For this exercise, write out each entry below exactly, omitting the images.

-------- DATA EXTRACT

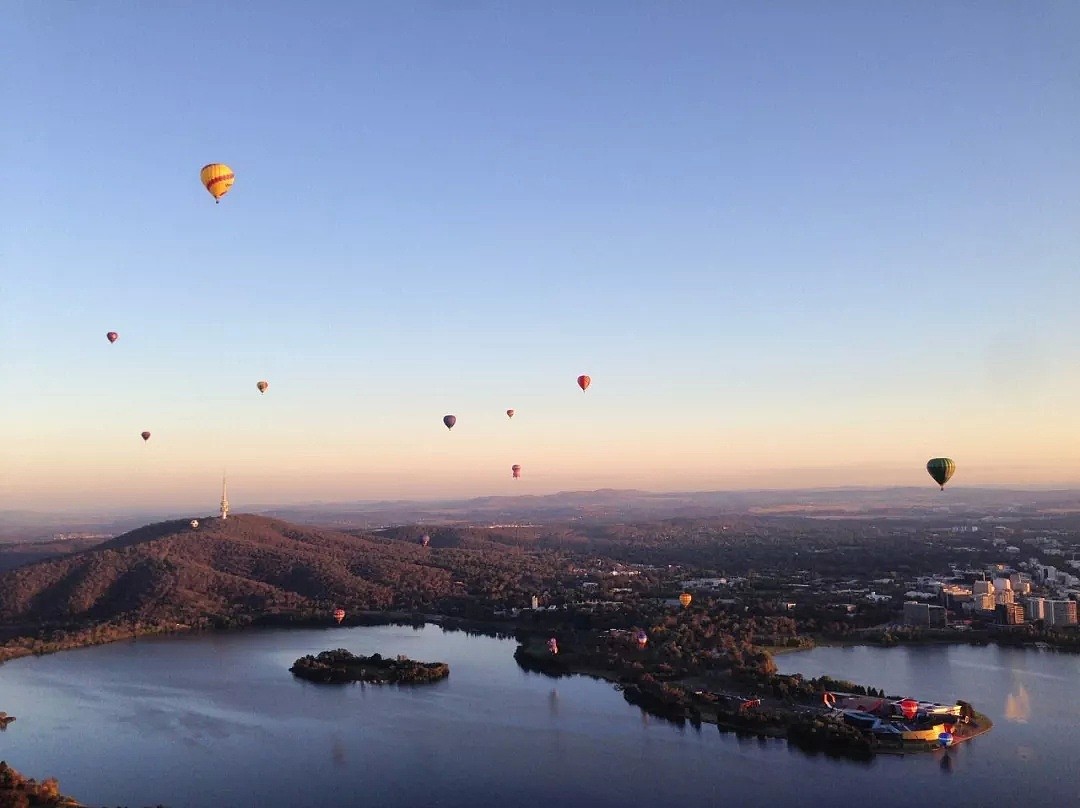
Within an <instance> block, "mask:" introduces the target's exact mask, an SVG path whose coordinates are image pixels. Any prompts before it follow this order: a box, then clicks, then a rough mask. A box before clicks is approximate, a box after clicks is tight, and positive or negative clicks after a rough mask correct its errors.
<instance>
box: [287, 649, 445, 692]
mask: <svg viewBox="0 0 1080 808" xmlns="http://www.w3.org/2000/svg"><path fill="white" fill-rule="evenodd" d="M288 670H289V671H291V672H292V673H293V675H294V676H299V677H300V678H303V679H308V681H309V682H318V683H320V684H343V683H347V682H368V683H372V684H376V685H386V684H394V685H423V684H429V683H432V682H438V681H440V679H444V678H446V677H447V676H449V675H450V666H449V665H448V664H446V663H445V662H417V661H416V660H413V659H408V658H407V657H401V656H400V657H396V658H394V659H390V658H388V657H382V656H381V655H379V654H373V655H372V656H370V657H360V656H356V655H354V654H352V652H351V651H348V650H346V649H345V648H338V649H337V650H332V651H323V652H322V654H320V655H319V656H311V655H308V656H307V657H300V658H299V659H298V660H296V662H295V663H294V664H293V666H292V668H289V669H288Z"/></svg>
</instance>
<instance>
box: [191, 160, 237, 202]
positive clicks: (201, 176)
mask: <svg viewBox="0 0 1080 808" xmlns="http://www.w3.org/2000/svg"><path fill="white" fill-rule="evenodd" d="M199 178H200V179H202V181H203V185H204V186H206V190H207V191H210V192H211V196H212V197H213V198H214V202H215V203H216V202H220V201H221V197H224V196H225V194H226V193H228V192H229V189H230V188H232V184H233V183H234V181H235V179H237V177H235V175H234V174H233V173H232V169H230V167H229V166H228V165H226V164H225V163H210V164H208V165H204V166H203V170H202V171H201V172H200V173H199Z"/></svg>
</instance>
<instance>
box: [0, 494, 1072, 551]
mask: <svg viewBox="0 0 1080 808" xmlns="http://www.w3.org/2000/svg"><path fill="white" fill-rule="evenodd" d="M244 510H245V511H247V512H253V513H261V514H264V515H268V516H274V517H279V519H284V520H287V521H289V522H297V523H303V524H318V525H325V526H334V527H350V528H373V527H384V526H390V525H403V524H492V523H518V524H519V523H537V524H544V523H558V522H567V521H578V520H596V521H606V522H611V521H615V522H618V521H623V520H631V519H633V520H650V519H674V517H702V516H712V515H719V514H762V515H764V514H788V515H808V516H833V517H842V516H860V515H865V516H869V517H874V519H882V517H926V516H940V515H943V514H954V515H957V516H967V517H972V519H974V517H980V516H986V515H990V516H1005V515H1009V514H1024V515H1034V514H1036V513H1074V512H1080V490H1071V489H1069V490H1039V489H1016V488H994V487H977V488H976V487H969V488H964V487H956V488H954V487H949V488H948V489H947V490H946V491H940V490H937V489H936V488H935V487H934V486H933V485H928V486H923V487H906V488H899V487H897V488H822V489H804V490H748V491H683V493H653V491H643V490H634V489H611V488H603V489H599V490H591V491H561V493H558V494H549V495H542V496H513V497H476V498H473V499H454V500H437V501H416V500H382V501H356V502H315V503H310V504H295V506H275V504H256V506H244ZM202 515H203V513H199V512H192V513H190V514H180V513H177V512H176V511H175V510H173V511H171V512H161V511H158V512H154V511H152V510H150V509H146V510H141V511H140V512H131V511H129V512H102V513H70V514H65V513H42V512H32V511H17V510H9V511H0V541H4V540H6V541H14V540H30V539H36V540H41V539H45V538H52V537H53V536H54V535H56V534H71V533H78V531H83V533H108V534H112V535H114V534H117V533H120V531H122V530H126V529H131V528H133V527H135V526H137V525H141V524H146V523H147V522H151V521H154V520H160V519H164V517H168V516H185V517H186V519H190V517H202Z"/></svg>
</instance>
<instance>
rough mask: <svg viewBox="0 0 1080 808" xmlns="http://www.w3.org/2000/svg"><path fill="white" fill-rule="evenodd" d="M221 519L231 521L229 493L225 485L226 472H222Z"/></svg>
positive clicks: (221, 487)
mask: <svg viewBox="0 0 1080 808" xmlns="http://www.w3.org/2000/svg"><path fill="white" fill-rule="evenodd" d="M221 519H222V520H227V519H229V493H228V489H227V488H226V485H225V472H221Z"/></svg>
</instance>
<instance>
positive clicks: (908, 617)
mask: <svg viewBox="0 0 1080 808" xmlns="http://www.w3.org/2000/svg"><path fill="white" fill-rule="evenodd" d="M904 625H927V627H929V625H930V606H929V605H927V604H924V603H916V602H915V601H907V602H906V603H905V604H904Z"/></svg>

----------------

• **EXERCISE ANSWER**:
Within an <instance> block, "mask:" introduces the target's exact mask, an SVG path whose coordinates are image pixels. Any prompts before it follow this order: a box, then clicks, then a rough mask. A box before clicks is approximate, a box after clicks is tight, and positive or negative clicks after a rough mask correct its errors.
<instance>
box: [287, 649, 445, 692]
mask: <svg viewBox="0 0 1080 808" xmlns="http://www.w3.org/2000/svg"><path fill="white" fill-rule="evenodd" d="M288 670H289V671H291V672H292V673H293V675H294V676H299V677H300V678H303V679H308V681H309V682H318V683H320V684H343V683H347V682H368V683H372V684H376V685H386V684H394V685H423V684H429V683H432V682H438V681H440V679H444V678H446V677H447V676H449V675H450V666H449V665H448V664H446V663H445V662H417V661H416V660H413V659H408V658H407V657H401V656H400V657H396V658H394V659H390V658H388V657H382V656H381V655H379V654H373V655H372V656H370V657H360V656H356V655H354V654H352V652H351V651H348V650H346V649H345V648H338V649H337V650H332V651H323V652H322V654H320V655H319V656H311V655H308V656H307V657H300V658H299V659H298V660H296V662H295V663H294V664H293V666H292V668H289V669H288Z"/></svg>
</instance>
<instance>
box: [191, 160, 237, 202]
positive clicks: (201, 176)
mask: <svg viewBox="0 0 1080 808" xmlns="http://www.w3.org/2000/svg"><path fill="white" fill-rule="evenodd" d="M199 178H200V179H202V181H203V185H204V186H206V190H207V191H210V192H211V196H212V197H213V198H214V202H215V203H216V202H220V201H221V197H224V196H225V194H226V193H228V192H229V189H230V188H232V184H233V183H234V181H235V179H237V177H235V175H234V174H233V173H232V169H230V167H229V166H228V165H226V164H225V163H210V164H208V165H204V166H203V170H202V171H201V172H200V173H199Z"/></svg>
</instance>
<instance>
box: [0, 494, 1072, 551]
mask: <svg viewBox="0 0 1080 808" xmlns="http://www.w3.org/2000/svg"><path fill="white" fill-rule="evenodd" d="M244 510H245V511H247V512H253V513H261V514H264V515H268V516H274V517H279V519H284V520H287V521H289V522H297V523H303V524H318V525H325V526H334V527H350V528H373V527H384V526H390V525H403V524H492V523H518V524H519V523H537V524H544V523H558V522H567V521H578V520H596V521H606V522H611V521H615V522H618V521H623V520H631V519H633V520H650V519H674V517H702V516H712V515H719V514H762V515H764V514H788V515H808V516H833V517H842V516H860V515H865V516H869V517H874V519H882V517H926V516H940V515H943V514H954V515H957V516H967V517H972V519H974V517H980V516H986V515H990V516H1005V515H1009V514H1024V515H1034V514H1036V513H1074V512H1080V490H1071V489H1069V490H1039V489H1016V488H994V487H977V488H976V487H969V488H964V487H956V488H954V487H949V488H948V489H947V490H946V491H940V490H937V489H936V488H935V487H934V486H933V485H928V486H923V487H906V488H899V487H897V488H822V489H804V490H748V491H683V493H653V491H643V490H634V489H611V488H603V489H599V490H591V491H561V493H558V494H549V495H542V496H513V497H476V498H473V499H454V500H437V501H416V500H382V501H356V502H315V503H310V504H295V506H275V504H256V506H244ZM202 515H203V513H199V512H192V513H190V514H180V513H177V512H176V511H175V510H173V511H171V512H161V511H158V512H154V511H152V510H150V509H146V510H141V511H140V512H131V511H129V512H102V513H70V514H65V513H42V512H32V511H17V510H9V511H0V541H4V540H6V541H14V540H30V539H36V540H41V539H45V538H52V537H53V536H54V535H56V534H71V533H78V531H83V533H108V534H112V535H114V534H117V533H120V531H122V530H126V529H131V528H133V527H135V526H137V525H141V524H146V523H147V522H151V521H154V520H160V519H164V517H168V516H185V517H186V519H190V517H202Z"/></svg>
</instance>
<instance>
rough mask: <svg viewBox="0 0 1080 808" xmlns="http://www.w3.org/2000/svg"><path fill="white" fill-rule="evenodd" d="M221 519L231 521L229 493L225 485L226 472H222Z"/></svg>
positive clicks: (221, 487)
mask: <svg viewBox="0 0 1080 808" xmlns="http://www.w3.org/2000/svg"><path fill="white" fill-rule="evenodd" d="M221 519H222V520H227V519H229V493H228V489H227V488H226V485H225V472H221Z"/></svg>
</instance>
<instance>
positive clicks: (908, 617)
mask: <svg viewBox="0 0 1080 808" xmlns="http://www.w3.org/2000/svg"><path fill="white" fill-rule="evenodd" d="M904 625H927V627H929V625H930V606H929V605H927V604H924V603H916V602H915V601H907V602H906V603H905V604H904Z"/></svg>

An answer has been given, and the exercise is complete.